Sunday, April 5, 2009

A real life cuckoo atones for his past and asks forgiveness

I read with curiosity a story in The Baltimore Sun last Sunday morning about a man who has deep regrets about his racists’ past.
His life and character would easily fit into my new novel, The Cry of the Cuckoos. The theme of my novel is deceit and forgiveness and that’s what Elwin Hope Wilson of South Carolina has been doing as he struggles with his own mortality. He has repented for his past sins and asked for forgiveness from the people – blacks – he has harmed in one way or another most of his life.
Now that he is 72-years-old, ill with diabetes, his eyes degenerating, Wilson wants to atone for his misgivings.
“The former Ku Klux Klan supporter says he wants to atone for the cross burnings on Hollis Lake Road. He wants to apologize for hanging a black doll in a noose at the end of his drive, for flinging cantaloupes at black men walking down Main Street, for hurling a jack handle at the black kid jiggling the soda machine in his father's service station, for brutally beating a 21-year-old seminary student at the bus station in 1961,” the newspaper reported.
Sound familiar?
Wilson is a clock collector, and his life has been ticking away with the burden of racism for many years. Among his collections in his home is a cuckoo clock. I was mesmerized by the story because the characters in my book could have been Mr. Wilson.
In the final chapter of his life, Wilson is seeking forgiveness. The burly clock collector wants to be saved before he hears his last chime.
And so Wilson has spent recent months apologizing to "the people I had trouble with." “He has embraced black men his own age, at the same lunch counter where once they were denied service and hauled off to jail as mobs of white youths, Wilson among them, threw insults and eggs and fists.
”Wilson has carried his apology into black churches where he has unburdened it in prayer.

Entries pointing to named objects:

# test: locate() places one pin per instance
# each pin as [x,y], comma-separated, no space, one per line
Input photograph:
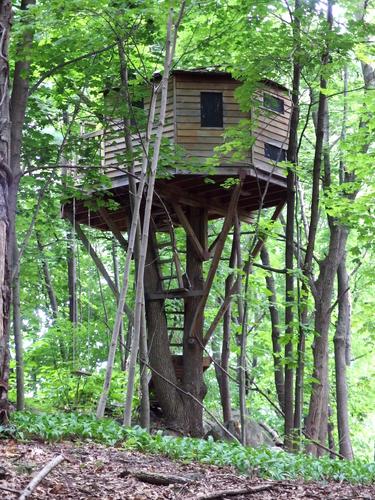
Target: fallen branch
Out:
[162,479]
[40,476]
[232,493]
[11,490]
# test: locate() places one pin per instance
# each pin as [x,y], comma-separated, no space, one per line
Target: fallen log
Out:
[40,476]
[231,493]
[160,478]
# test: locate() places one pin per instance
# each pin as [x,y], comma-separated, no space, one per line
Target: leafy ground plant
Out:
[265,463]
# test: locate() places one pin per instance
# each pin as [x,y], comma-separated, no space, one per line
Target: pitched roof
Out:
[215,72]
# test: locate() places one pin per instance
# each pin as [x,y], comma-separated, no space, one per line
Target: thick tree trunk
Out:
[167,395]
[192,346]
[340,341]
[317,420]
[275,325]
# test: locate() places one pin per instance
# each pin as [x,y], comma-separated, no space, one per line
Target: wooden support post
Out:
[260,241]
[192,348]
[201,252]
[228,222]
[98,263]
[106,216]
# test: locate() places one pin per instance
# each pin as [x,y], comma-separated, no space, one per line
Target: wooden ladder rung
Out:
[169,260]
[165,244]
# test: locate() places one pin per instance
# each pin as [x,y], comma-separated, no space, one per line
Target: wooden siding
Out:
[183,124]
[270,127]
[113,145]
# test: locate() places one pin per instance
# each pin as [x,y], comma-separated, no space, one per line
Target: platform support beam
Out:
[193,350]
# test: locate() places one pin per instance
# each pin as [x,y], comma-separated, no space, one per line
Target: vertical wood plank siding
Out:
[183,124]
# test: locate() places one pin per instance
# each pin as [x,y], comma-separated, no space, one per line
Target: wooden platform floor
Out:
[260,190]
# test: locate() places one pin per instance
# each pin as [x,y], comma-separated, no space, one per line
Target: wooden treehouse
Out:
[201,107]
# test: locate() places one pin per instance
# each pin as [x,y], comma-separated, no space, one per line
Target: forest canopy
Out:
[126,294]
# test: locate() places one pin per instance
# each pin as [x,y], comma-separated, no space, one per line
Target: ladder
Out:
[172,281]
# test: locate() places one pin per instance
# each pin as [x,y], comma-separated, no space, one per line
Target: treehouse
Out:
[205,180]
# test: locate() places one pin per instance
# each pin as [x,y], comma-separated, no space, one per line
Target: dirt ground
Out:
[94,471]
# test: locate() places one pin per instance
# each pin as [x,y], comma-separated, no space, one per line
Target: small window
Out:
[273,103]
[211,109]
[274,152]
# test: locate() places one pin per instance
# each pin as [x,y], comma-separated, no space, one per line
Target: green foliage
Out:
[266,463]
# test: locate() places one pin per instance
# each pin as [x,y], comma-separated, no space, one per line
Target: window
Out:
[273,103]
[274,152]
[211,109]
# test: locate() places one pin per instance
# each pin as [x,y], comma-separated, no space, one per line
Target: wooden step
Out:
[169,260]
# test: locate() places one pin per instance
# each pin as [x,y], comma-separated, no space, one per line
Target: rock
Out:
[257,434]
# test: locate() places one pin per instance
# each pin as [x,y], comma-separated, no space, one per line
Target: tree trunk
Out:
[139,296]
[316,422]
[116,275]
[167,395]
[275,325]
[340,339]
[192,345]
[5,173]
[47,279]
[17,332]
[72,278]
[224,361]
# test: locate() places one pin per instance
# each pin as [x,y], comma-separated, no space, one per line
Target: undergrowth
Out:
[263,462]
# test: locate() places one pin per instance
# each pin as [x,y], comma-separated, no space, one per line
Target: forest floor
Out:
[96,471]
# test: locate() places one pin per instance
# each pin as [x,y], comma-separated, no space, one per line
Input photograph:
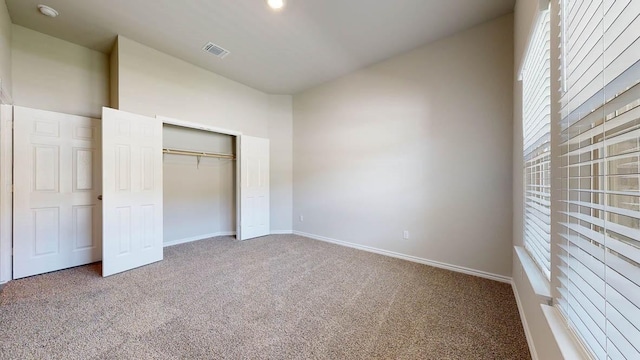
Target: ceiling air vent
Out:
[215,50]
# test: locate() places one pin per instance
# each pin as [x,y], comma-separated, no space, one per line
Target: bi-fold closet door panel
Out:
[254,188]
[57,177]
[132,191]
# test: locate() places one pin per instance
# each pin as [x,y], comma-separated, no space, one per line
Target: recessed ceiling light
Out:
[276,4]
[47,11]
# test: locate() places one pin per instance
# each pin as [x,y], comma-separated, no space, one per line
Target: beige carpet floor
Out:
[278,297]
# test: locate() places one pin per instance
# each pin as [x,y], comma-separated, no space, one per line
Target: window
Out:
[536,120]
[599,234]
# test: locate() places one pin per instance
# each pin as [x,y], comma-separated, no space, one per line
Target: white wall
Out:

## PROBLEMS TO WORK ON
• 1. From the blog post about Elwin Hope Wilson, extract the passage from "His life and" up to and including "of his life.".
• 2. Answer these questions from the blog post about Elwin Hope Wilson.
(a) Which newspaper carried the story the writer read?
(b) How old is Wilson?
(c) What is the theme of the writer's novel?
• 3. Proceed with the blog post about Elwin Hope Wilson, picking up after its last sentence.

## ANSWERS IN ORDER
• 1.
His life and character would easily fit into my new novel, The Cry of the Cuckoos. The theme of my novel is deceit and forgiveness and that’s what Elwin Hope Wilson of South Carolina has been doing as he struggles with his own mortality. He has repented for his past sins and asked for forgiveness from the people – blacks – he has harmed in one way or another most of his life.

• 2.
(a) The Baltimore Sun
(b) 72 years old
(c) Deceit and forgiveness

• 3.
”And he has taken it to Washington, to the office of Congressman John Lewis of Atlanta, the civil rights leader whose face Wilson smashed at the Greyhound bus station during the famed Freedom Rides 48 years ago.
”The apologies have won headlines and praise. Letters have poured in, lauding Wilson's courage. Strangers, black and white, have hailed him as a hero.
”But Wilson doesn't feel like a hero. He feels confused. He cannot fully answer the lingering questions, the doubts. Where did all the hate come from? And where did it go?
And the question he gets asked most often: Why now?
"All I can say is that it has bothered me for years, all the bad stuff I've done," Wilson said. "And I found out there is no way I could be saved and get to heaven and still not like blacks."
”If you do get to heaven, his wife pointed out, they're going to be there with you.”
Mr. Wilson has found a secret ingredient to his life now. His regrets and weight of the past has given him the freedom to be a real person.
There is a lesson in his story.
Holding onto regret is like dragging the weight of the past with us everywhere we go. It drains our energy, leaving less available for life in the present because we are constantly feeding an old issue. This attachment can cause illness the same way watering a dead plant creates decay. We know that something new and beautiful can grow in its place if we only prepare the soil and plant the right seeds.
We also know that we create our lives from our thoughts, so dwelling on the past may actually recreate a situation in our lives where we are forced to make the choice again and again. We can choose to move on right now by applying what we have learned to the present and perhaps even sharing with others, transforming the energy into something that is constructive and creative for ourselves and others.
Forgiveness is the soothing balm that can heal regret. In meditation, we can imagine discussing the issue with the self of our past and offering our forgiveness for the choice. In return, we can ask for our selves’ forgiveness for keeping them locked in that space of judgment for so long.
We may also want to ask forgiveness from anyone else who may have been affected and perhaps offer our forgiveness. By replaying the event in our minds, we can choose a new ending using all that we now know.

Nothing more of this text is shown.